EXERCISE AIM: Up to and including the line with "indicate the cliff", output the records exactly as they appear.

** INFORMATION PROVIDED follows **

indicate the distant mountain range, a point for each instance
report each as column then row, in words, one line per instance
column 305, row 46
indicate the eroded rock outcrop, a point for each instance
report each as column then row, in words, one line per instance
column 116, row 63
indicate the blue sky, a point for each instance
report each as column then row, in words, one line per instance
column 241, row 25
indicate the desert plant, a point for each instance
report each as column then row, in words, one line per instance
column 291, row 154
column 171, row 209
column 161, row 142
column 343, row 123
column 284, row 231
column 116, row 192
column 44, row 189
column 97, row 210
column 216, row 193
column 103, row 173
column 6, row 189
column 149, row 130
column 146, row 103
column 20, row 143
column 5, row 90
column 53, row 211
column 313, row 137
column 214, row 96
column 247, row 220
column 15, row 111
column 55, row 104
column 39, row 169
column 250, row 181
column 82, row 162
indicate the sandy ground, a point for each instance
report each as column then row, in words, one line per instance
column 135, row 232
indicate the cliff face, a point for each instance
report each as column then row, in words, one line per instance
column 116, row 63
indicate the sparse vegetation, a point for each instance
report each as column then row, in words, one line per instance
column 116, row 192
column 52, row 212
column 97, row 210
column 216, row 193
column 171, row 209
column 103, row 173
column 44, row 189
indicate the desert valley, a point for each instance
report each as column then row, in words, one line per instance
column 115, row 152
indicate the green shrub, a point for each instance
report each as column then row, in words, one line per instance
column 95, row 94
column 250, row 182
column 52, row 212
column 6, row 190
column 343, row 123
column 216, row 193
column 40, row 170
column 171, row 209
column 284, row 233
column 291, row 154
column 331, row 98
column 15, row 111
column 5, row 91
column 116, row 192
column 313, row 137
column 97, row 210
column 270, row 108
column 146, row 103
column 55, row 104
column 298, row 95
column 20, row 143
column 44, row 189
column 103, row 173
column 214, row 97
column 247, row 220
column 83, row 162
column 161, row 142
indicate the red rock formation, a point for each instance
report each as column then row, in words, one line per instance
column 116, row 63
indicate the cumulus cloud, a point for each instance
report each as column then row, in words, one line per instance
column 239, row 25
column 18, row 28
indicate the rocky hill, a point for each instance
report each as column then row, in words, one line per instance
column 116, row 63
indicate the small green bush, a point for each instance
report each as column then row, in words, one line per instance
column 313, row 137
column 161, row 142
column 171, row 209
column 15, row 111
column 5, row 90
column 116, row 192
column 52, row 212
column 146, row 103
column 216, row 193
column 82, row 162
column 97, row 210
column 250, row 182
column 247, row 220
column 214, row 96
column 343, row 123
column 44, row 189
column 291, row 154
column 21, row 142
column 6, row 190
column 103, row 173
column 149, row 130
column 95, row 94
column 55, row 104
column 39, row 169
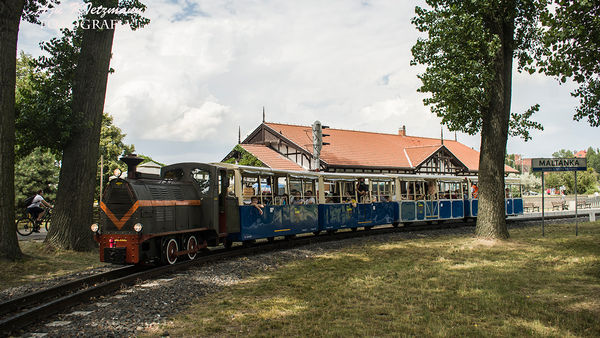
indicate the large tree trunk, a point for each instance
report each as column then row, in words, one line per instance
column 10, row 16
column 74, row 201
column 491, row 221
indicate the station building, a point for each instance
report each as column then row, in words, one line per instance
column 290, row 147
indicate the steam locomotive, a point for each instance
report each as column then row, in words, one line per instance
column 160, row 219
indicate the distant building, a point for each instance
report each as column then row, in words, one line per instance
column 581, row 154
column 290, row 147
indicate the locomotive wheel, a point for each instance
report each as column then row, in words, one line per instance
column 192, row 245
column 170, row 251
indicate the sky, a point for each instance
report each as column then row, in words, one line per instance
column 200, row 70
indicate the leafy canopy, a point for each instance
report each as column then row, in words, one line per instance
column 459, row 55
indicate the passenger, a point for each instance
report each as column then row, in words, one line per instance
column 254, row 202
column 308, row 198
column 295, row 198
column 362, row 189
column 349, row 199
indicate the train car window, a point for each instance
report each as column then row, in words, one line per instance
column 281, row 197
column 173, row 175
column 202, row 177
column 515, row 190
column 248, row 188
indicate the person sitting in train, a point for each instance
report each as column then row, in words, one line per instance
column 254, row 202
column 295, row 198
column 362, row 189
column 349, row 199
column 308, row 198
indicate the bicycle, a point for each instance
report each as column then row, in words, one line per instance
column 27, row 224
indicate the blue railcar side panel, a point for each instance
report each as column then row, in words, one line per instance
column 408, row 211
column 336, row 216
column 363, row 214
column 509, row 208
column 276, row 221
column 518, row 206
column 384, row 212
column 431, row 210
column 458, row 209
column 445, row 209
column 420, row 210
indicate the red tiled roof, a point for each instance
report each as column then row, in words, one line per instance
column 369, row 149
column 270, row 157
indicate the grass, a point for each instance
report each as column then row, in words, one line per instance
column 40, row 264
column 447, row 286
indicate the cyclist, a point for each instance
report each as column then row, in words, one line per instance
column 35, row 210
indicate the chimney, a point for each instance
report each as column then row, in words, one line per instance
column 402, row 132
column 132, row 160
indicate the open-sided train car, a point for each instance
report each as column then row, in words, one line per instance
column 190, row 206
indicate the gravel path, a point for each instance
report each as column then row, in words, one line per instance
column 146, row 305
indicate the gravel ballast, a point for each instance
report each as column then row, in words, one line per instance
column 144, row 306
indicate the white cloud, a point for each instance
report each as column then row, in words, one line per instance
column 202, row 68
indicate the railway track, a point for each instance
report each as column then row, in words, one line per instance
column 16, row 314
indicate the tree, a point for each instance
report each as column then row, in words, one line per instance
column 38, row 170
column 570, row 49
column 469, row 59
column 244, row 158
column 111, row 148
column 74, row 201
column 10, row 17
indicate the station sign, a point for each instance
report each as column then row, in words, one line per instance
column 558, row 164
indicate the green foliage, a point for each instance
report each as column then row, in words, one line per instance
column 570, row 49
column 44, row 94
column 45, row 86
column 38, row 170
column 33, row 8
column 245, row 158
column 460, row 54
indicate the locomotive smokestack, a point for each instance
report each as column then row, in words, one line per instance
column 132, row 160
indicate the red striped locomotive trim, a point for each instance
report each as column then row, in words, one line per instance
column 119, row 223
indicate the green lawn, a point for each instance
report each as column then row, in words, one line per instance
column 40, row 264
column 447, row 286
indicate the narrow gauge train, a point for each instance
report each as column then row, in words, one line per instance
column 149, row 219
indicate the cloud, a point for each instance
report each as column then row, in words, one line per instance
column 200, row 69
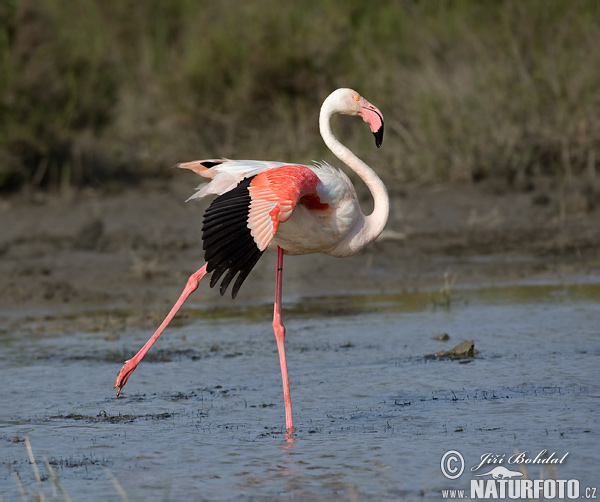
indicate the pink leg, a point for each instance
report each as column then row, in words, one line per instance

** End of INFORMATION PROVIDED **

WRITTEN RESPONSE:
indicate the distant mountain range, a point for each instance
report each as column then row, in words, one line per instance
column 305, row 46
indicate the eroded rock outcrop, a point for each instance
report each as column then row, in words, one line per instance
column 116, row 63
indicate the blue sky, a point for each instance
report each as column then row, in words, one line per instance
column 241, row 25
indicate the desert plant, a point for each instance
report each as column then row, in words, one line per instance
column 291, row 154
column 171, row 209
column 161, row 142
column 343, row 123
column 284, row 231
column 116, row 192
column 44, row 189
column 97, row 210
column 216, row 193
column 103, row 173
column 6, row 189
column 149, row 130
column 146, row 103
column 20, row 143
column 5, row 90
column 53, row 211
column 313, row 137
column 214, row 96
column 247, row 220
column 15, row 111
column 55, row 104
column 39, row 169
column 250, row 181
column 82, row 162
indicate the sandy ground, a point for each instance
report each as column then row, in words, one line per instance
column 135, row 232
indicate the cliff face, a point for each instance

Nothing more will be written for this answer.